■ TASK PROMPT: Write out the records again exactly. Nothing should be dropped.

■ RECORDS SHOWN:
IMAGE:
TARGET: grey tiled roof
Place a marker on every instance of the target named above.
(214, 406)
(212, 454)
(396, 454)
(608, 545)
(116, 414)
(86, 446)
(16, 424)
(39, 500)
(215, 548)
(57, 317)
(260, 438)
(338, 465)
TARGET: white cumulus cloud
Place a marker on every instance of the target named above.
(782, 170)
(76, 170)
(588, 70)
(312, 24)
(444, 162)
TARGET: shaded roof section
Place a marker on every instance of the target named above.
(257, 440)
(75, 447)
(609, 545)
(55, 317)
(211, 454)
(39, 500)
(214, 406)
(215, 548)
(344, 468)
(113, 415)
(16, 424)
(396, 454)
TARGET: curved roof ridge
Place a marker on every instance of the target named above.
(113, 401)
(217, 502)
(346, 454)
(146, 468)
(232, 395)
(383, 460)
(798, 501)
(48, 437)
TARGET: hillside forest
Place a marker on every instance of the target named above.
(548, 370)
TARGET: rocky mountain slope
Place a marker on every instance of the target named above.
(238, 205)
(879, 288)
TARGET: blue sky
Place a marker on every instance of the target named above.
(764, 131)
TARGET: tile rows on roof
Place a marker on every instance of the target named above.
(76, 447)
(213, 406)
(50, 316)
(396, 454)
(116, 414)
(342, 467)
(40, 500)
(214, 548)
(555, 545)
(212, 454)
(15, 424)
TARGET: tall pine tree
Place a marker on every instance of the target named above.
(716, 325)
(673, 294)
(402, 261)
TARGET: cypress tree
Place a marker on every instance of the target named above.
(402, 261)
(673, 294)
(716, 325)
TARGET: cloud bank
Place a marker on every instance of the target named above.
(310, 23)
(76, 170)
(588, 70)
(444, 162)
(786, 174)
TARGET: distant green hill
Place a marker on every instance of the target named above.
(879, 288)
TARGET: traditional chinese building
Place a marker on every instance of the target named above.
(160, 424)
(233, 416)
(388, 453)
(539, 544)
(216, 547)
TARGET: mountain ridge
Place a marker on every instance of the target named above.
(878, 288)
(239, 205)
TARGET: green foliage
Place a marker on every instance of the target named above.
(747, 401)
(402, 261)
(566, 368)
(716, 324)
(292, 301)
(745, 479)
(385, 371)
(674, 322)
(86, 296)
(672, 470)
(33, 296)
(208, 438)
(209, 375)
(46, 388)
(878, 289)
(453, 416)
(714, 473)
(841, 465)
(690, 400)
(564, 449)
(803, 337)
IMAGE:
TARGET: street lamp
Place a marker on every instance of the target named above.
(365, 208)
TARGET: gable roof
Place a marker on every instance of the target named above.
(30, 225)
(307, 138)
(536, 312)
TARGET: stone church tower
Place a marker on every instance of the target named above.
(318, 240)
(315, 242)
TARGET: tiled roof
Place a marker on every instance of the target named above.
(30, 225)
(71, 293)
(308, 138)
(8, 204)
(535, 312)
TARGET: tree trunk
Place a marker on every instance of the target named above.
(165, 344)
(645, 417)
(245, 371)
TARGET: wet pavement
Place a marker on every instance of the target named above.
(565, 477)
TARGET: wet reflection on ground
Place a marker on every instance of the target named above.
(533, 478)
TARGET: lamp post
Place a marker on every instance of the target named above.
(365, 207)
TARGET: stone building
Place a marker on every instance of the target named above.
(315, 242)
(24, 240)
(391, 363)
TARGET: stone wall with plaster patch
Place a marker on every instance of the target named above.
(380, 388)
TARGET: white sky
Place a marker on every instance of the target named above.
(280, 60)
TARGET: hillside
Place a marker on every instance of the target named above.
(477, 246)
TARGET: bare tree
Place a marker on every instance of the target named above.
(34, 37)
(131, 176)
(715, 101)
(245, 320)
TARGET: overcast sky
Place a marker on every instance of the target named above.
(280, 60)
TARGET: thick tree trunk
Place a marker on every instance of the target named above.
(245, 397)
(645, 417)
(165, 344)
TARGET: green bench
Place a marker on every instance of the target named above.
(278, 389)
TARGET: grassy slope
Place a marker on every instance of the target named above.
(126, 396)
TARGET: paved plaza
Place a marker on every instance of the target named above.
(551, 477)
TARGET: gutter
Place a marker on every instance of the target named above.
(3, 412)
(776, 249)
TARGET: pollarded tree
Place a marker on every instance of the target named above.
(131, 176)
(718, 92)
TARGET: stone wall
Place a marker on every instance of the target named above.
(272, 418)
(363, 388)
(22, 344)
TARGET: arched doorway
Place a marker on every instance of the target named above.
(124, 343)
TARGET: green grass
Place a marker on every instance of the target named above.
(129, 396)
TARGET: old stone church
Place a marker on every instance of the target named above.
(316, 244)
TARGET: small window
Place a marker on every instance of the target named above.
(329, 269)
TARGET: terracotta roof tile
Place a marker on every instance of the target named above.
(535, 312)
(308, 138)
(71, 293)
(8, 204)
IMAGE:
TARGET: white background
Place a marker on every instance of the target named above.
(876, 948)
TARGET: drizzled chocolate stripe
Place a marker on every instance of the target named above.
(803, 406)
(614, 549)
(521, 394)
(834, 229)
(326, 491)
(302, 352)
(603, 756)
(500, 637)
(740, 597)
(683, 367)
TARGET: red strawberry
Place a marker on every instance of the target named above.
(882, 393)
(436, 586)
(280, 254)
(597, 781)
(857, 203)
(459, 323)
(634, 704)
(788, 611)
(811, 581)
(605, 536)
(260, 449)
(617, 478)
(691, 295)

■ ANSWER TO THIS PROBLEM:
IMAGE:
TARGET: grey tiled roof
Place a marker on every instance of the target named above.
(214, 406)
(212, 454)
(396, 454)
(608, 545)
(116, 414)
(86, 446)
(16, 424)
(39, 500)
(215, 548)
(57, 317)
(260, 438)
(338, 465)
TARGET: white cumulus cloud
Place a marker on every instance of the target named above.
(782, 170)
(76, 170)
(588, 70)
(312, 24)
(444, 162)
TARGET: shaded roof section
Place a marker on every instance of the target named above.
(257, 440)
(75, 447)
(609, 545)
(55, 317)
(211, 454)
(39, 500)
(214, 406)
(215, 548)
(344, 468)
(113, 415)
(16, 424)
(396, 454)
TARGET: curved roof ridge
Place a marker on every instance of the target named above.
(113, 401)
(217, 502)
(346, 454)
(146, 468)
(232, 395)
(383, 460)
(798, 501)
(48, 437)
TARGET: hillside forest
Place a marker on every instance of the target named above.
(548, 370)
TARGET: rocky mountain slope
Place a marker on every instance of the target named above.
(238, 205)
(879, 288)
TARGET: blue sky
Place a marker on every instance of the target named above.
(764, 131)
TARGET: tile rows on roof
Place a marker on every instance of the target named above.
(76, 447)
(213, 406)
(50, 316)
(396, 454)
(116, 414)
(342, 467)
(40, 500)
(214, 548)
(555, 545)
(212, 454)
(15, 424)
TARGET: tall pine tree
Place a marker on every instance of the target named above.
(716, 325)
(673, 294)
(402, 261)
TARGET: cypress tree
Place a marker on every instance of the target named above.
(402, 261)
(673, 294)
(716, 325)
TARGET: cloud bank
Place a marker on every instance of the target named above.
(310, 23)
(76, 170)
(588, 70)
(444, 162)
(786, 174)
TARGET: distant green hill
Place a marker on every instance of the target named above.
(879, 288)
TARGET: traditional chinese building
Place a marker on every instance of the target named above.
(160, 424)
(233, 416)
(388, 453)
(539, 544)
(216, 547)
TARGET: mountain ridge
Place a marker on every instance of the target named above.
(878, 288)
(239, 205)
TARGET: green foliage
Place a marker on every instance of the target named above.
(747, 401)
(402, 261)
(566, 368)
(716, 324)
(292, 301)
(745, 479)
(385, 371)
(674, 322)
(86, 296)
(672, 470)
(33, 296)
(208, 438)
(209, 375)
(46, 388)
(878, 289)
(453, 416)
(714, 473)
(841, 465)
(690, 400)
(564, 449)
(803, 337)
IMAGE:
TARGET: street lamp
Place a marker on every instance of the target named above.
(365, 208)
TARGET: gable roof
Place a marker on every instance of the target named above.
(30, 225)
(307, 138)
(536, 312)
TARGET: stone church tower
Place a marker on every instance of the target named above.
(318, 240)
(315, 242)
TARGET: tiled roof
Place a marker on every instance of the target named above.
(30, 225)
(71, 293)
(308, 138)
(8, 204)
(535, 312)
TARGET: tree trunk
Place a marker on every instance of the target named above.
(165, 344)
(645, 417)
(245, 371)
TARGET: wet pavement
Place a marker on every instance of the target named above.
(565, 477)
TARGET: wet reflection on ground
Place a marker on every instance of the target named above.
(533, 478)
TARGET: lamp post
Place a marker on every instance of the target named above.
(365, 207)
TARGET: stone building
Place a marker on every instance of the target named above.
(315, 242)
(24, 240)
(391, 363)
TARGET: stone wall with plaster patch
Place a marker on every instance of the target named above.
(380, 388)
TARGET: white sky
Place a marker on every instance of the target named above.
(280, 60)
TARGET: hillside
Place a marker on every instance of the target named above.
(477, 246)
TARGET: bare tree
Place a marker on every instance of the target named above.
(34, 37)
(131, 176)
(715, 101)
(245, 320)
TARGET: overcast sky
Place a marker on every instance of the target named above.
(280, 60)
TARGET: thick tree trunk
Place a marker on every instance of the target named above.
(245, 397)
(645, 417)
(165, 344)
TARGET: green bench
Place a marker on every instance of the target named above.
(278, 389)
TARGET: grassy slope
Place a marker on every instance of the target named above.
(126, 396)
TARGET: paved plaza
Place a marker on every instance of the target named above.
(551, 477)
TARGET: gutter
Place a marker on every instance of the target named above.
(3, 412)
(776, 249)
TARGET: pollarded tree
Place a marker on every instance of the target named above.
(131, 176)
(718, 92)
TARGET: stone wall
Place a marker on every instance of the target named above.
(272, 418)
(363, 388)
(22, 344)
TARGET: arched doorway
Place a marker on every instance of the target named above.
(124, 343)
TARGET: green grass
Place a marker on every instance of the target named above.
(129, 396)
TARGET: old stone church
Place a marker on every instance of the target named above.
(316, 244)
TARGET: small window
Place a marker on every instance of the target named above.
(329, 269)
TARGET: terracotta roof tile
Place a marker on every instance of the target named above.
(535, 312)
(308, 138)
(71, 293)
(8, 204)
IMAGE:
TARGET: white background
Place a marker on every instance of the target named above.
(876, 948)
TARGET: drizzled chocolate stripe
Place a marker on every instance of the target named above.
(803, 406)
(614, 549)
(521, 394)
(834, 229)
(326, 491)
(302, 352)
(603, 756)
(500, 637)
(740, 597)
(683, 367)
TARGET: red strawberry
Place a marker on every instance of the target named above.
(882, 393)
(436, 586)
(280, 254)
(597, 781)
(857, 203)
(459, 323)
(634, 704)
(788, 611)
(811, 581)
(605, 536)
(260, 449)
(617, 478)
(691, 295)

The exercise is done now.